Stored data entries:
== Segment start ==

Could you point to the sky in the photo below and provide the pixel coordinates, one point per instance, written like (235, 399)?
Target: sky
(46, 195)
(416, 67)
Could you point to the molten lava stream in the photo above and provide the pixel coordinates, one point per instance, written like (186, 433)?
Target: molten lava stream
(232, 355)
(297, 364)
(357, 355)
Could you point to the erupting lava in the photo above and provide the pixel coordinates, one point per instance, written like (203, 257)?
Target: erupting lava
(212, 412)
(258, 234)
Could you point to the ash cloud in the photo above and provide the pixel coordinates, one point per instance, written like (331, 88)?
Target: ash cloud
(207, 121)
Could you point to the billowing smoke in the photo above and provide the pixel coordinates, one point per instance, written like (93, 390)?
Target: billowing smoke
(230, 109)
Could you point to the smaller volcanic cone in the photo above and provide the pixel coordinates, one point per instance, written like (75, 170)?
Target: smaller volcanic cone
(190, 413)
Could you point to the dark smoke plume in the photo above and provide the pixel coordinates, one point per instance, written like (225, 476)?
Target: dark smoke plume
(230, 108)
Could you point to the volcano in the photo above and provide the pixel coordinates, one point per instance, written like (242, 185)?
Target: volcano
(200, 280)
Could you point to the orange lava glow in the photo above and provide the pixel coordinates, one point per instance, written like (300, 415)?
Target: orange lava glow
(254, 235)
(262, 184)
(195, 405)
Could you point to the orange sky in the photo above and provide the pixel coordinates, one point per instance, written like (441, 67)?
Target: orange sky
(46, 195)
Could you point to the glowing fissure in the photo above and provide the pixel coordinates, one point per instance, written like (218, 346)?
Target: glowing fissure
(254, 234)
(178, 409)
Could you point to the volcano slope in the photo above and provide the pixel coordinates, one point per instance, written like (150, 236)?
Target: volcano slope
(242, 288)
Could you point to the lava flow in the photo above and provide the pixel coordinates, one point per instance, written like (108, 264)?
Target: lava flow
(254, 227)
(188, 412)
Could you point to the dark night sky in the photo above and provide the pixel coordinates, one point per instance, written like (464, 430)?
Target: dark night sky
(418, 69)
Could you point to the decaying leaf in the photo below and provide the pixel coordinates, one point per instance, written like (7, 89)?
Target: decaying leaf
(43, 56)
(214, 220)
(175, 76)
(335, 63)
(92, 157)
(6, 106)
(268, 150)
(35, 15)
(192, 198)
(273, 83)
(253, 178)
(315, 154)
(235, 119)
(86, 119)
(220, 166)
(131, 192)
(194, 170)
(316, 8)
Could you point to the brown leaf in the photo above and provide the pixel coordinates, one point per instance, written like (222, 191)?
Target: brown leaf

== Segment end ==

_WHAT THE EXERCISE ASKS_:
In the data above, copy every line where the string "brown" appears.

_WRITTEN RESPONSE_:
Could you point to the brown leaf in the photo above and provide the pixel coordinates, one point per instance, written like (222, 191)?
Target: brown leaf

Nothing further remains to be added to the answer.